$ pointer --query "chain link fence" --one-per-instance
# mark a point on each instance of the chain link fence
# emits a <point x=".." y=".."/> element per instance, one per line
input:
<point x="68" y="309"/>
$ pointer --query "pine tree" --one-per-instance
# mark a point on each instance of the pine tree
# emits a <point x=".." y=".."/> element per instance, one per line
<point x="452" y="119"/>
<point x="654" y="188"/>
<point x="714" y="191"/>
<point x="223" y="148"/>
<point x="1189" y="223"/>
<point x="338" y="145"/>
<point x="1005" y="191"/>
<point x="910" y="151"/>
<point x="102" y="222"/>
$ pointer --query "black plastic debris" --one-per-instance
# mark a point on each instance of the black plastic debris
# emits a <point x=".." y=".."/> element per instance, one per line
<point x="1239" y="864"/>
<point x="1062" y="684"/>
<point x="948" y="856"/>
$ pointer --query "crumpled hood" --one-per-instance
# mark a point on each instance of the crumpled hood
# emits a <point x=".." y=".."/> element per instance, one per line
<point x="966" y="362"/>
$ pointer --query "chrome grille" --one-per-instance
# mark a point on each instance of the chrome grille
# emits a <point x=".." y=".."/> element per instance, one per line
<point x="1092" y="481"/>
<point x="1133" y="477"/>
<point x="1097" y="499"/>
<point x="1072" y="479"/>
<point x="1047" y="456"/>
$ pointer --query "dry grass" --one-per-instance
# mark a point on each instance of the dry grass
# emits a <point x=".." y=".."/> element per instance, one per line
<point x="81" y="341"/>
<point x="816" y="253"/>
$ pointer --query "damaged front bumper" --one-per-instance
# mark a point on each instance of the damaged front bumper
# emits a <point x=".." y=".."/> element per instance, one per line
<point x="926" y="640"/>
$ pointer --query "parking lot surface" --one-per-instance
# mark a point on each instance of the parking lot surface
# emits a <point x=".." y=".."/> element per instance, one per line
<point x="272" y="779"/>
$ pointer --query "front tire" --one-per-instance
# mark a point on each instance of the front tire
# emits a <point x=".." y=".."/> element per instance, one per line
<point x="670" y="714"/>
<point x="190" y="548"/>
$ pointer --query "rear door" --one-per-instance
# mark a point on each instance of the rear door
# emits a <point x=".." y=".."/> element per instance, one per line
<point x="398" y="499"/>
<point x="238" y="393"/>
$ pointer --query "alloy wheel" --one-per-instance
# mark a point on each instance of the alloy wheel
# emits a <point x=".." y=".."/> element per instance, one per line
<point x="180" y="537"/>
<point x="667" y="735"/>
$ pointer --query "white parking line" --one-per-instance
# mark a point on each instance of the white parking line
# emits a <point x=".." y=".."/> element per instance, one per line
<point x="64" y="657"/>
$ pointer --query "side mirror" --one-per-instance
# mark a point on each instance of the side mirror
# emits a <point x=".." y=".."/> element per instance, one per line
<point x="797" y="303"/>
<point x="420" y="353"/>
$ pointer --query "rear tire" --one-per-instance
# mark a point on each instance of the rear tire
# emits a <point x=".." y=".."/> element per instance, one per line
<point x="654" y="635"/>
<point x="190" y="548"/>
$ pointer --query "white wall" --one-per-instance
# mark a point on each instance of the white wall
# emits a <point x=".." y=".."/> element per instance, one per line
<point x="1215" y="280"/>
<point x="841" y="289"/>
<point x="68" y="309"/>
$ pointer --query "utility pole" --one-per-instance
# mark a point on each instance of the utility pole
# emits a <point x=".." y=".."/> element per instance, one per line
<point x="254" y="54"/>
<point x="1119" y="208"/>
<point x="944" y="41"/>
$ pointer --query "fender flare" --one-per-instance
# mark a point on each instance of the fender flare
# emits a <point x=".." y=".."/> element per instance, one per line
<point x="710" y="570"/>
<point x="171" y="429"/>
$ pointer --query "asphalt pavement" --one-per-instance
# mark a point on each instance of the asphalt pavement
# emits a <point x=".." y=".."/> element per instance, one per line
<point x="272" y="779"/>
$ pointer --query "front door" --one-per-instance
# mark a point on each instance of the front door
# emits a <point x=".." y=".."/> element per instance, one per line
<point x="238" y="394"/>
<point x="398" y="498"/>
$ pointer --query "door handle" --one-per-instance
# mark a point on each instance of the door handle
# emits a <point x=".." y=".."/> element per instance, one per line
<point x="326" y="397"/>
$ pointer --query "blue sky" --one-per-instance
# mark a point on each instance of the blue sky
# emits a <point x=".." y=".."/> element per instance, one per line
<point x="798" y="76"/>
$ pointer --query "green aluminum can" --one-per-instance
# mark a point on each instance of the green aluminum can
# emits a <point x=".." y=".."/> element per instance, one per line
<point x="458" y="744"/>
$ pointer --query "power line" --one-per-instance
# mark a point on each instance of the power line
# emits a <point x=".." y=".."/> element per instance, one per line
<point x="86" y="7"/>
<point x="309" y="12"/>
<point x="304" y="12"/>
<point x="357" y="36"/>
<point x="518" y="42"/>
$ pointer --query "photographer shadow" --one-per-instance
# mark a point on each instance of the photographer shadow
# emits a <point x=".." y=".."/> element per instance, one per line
================================
* _Assigned task_: The data above should be output exactly, with each line intact.

* _Task answer_:
$ pointer --query "chain link fence" --one-per-instance
# mark a point on each instance of the chain link fence
# emits a <point x=".." y=".."/> element per instance, one per line
input:
<point x="68" y="309"/>
$ pointer --query "pine tree" --one-per-instance
# mark a point on each instance of the pine tree
# emits a <point x=".." y=".."/> element per instance, one per line
<point x="452" y="119"/>
<point x="654" y="188"/>
<point x="714" y="191"/>
<point x="223" y="148"/>
<point x="1189" y="223"/>
<point x="338" y="145"/>
<point x="1005" y="191"/>
<point x="910" y="151"/>
<point x="102" y="222"/>
$ pointer --query "black plastic debris" --one-per-instance
# mark a point on each instance of the black plastic debris
# emits a <point x=".." y=".."/> element per instance, one per line
<point x="1239" y="864"/>
<point x="1062" y="684"/>
<point x="948" y="856"/>
$ pointer --query "crumpled hood" --one-per-instance
# mark a point on each instance of the crumpled hood
# emits a <point x=".." y=".."/> element per instance, one per line
<point x="966" y="362"/>
$ pointer --query "chrome grille" --one-per-instance
# mark a point on each instance of the chrome grille
# emits a <point x=".." y=".."/> element per instance, one per line
<point x="1092" y="481"/>
<point x="1133" y="477"/>
<point x="1097" y="499"/>
<point x="1072" y="479"/>
<point x="1047" y="456"/>
$ pointer --query "dry grass" --one-per-instance
# mark a point on each instance of the dry grass
# emits a <point x=".." y=".."/> element per instance, one per line
<point x="81" y="341"/>
<point x="816" y="253"/>
$ pointer --query "damaged front bumper" --one-per-instance
# mark a point on each instance of the damaged front bumper
# emits a <point x=".." y=".."/> element per instance, one per line
<point x="926" y="640"/>
$ pointer --query "parking lot surface" --one-per-instance
# mark a point on each instance of the parking lot surface
# emits a <point x=".." y=".."/> element per instance, one per line
<point x="272" y="779"/>
$ pointer --query "front tire" --one-per-instance
# mark a point on each instance of the front tire
# emits a <point x=".." y=".."/> element per instance, one per line
<point x="670" y="714"/>
<point x="190" y="548"/>
$ pointer --query "rear door" --one-per-instance
# mark a point on each instance of the rear door
# emits a <point x=".." y=".."/> element per instance, one per line
<point x="398" y="499"/>
<point x="238" y="393"/>
$ pointer --query "alloy wheel" --one-per-instance
# mark a point on each instance of the alloy wheel
# emits a <point x=".." y=".."/> element per instance, one per line
<point x="180" y="537"/>
<point x="667" y="735"/>
$ pointer --query "white parking line" --one-per-instance
# mark a point on each instance of the white parking line
# emits a <point x=".." y=".."/> element per instance, one per line
<point x="64" y="657"/>
$ pointer --query "side mirror" --one-per-instance
# mark a point on each instance of the side mirror
# emits a <point x=".." y=".."/> element per instance, one per line
<point x="797" y="303"/>
<point x="420" y="353"/>
$ pointer --query "rear tire" --one-per-instance
# mark a point on each instance of the rear tire
# emits a <point x=".." y=".."/> element per instance, one per line
<point x="654" y="635"/>
<point x="190" y="548"/>
$ pointer --query "white wall" --one-per-instance
# mark a point on each instance of the white wall
# emits a <point x=".." y=".."/> element per instance, one per line
<point x="1215" y="280"/>
<point x="841" y="289"/>
<point x="68" y="309"/>
$ pointer --query "utility pole" --one-per-instance
# mark a point on each instance of the utility pole
# emits a <point x=".." y=".."/> element per instance, one per line
<point x="254" y="54"/>
<point x="1119" y="208"/>
<point x="944" y="41"/>
$ pointer --query "fender flare" --one-per-instance
# mark a point on each instance of the fender flare
# emits a <point x=".." y=".."/> element per instance, one per line
<point x="710" y="570"/>
<point x="171" y="429"/>
$ pointer --query "asphalt pavement" --one-per-instance
# mark a point on each instance of the asphalt pavement
# emits a <point x=".." y=".."/> element per instance, one per line
<point x="272" y="779"/>
$ pointer --query "front door" --one-per-instance
# mark a point on each instance of the front door
# emits a <point x=".." y=".."/> element per instance, one per line
<point x="238" y="394"/>
<point x="398" y="498"/>
$ pointer --query "door handle" --one-per-instance
# mark a point on each instance of the door handle
# emits a <point x=".." y=".."/> element per instance, one per line
<point x="326" y="397"/>
$ pointer --query "blue sky" --one-per-instance
# mark a point on each instance of the blue sky
# emits a <point x=".." y=".."/> element per instance, one per line
<point x="798" y="76"/>
$ pointer --query "green aluminum can" --one-per-instance
# mark a point on each instance of the green aluminum can
# emits a <point x=".." y=".."/> element per instance, one per line
<point x="458" y="744"/>
$ pointer --query "power line" --one-per-instance
# mark a point on each instance of the power line
# emits a <point x=".." y=".."/> element per instance, one per line
<point x="86" y="7"/>
<point x="309" y="12"/>
<point x="304" y="12"/>
<point x="357" y="36"/>
<point x="518" y="42"/>
$ pointer --query "photographer shadow" --one-per-instance
# mark a point on each instance of the photographer shadow
# emits a <point x=".." y=".."/> element per instance, one per line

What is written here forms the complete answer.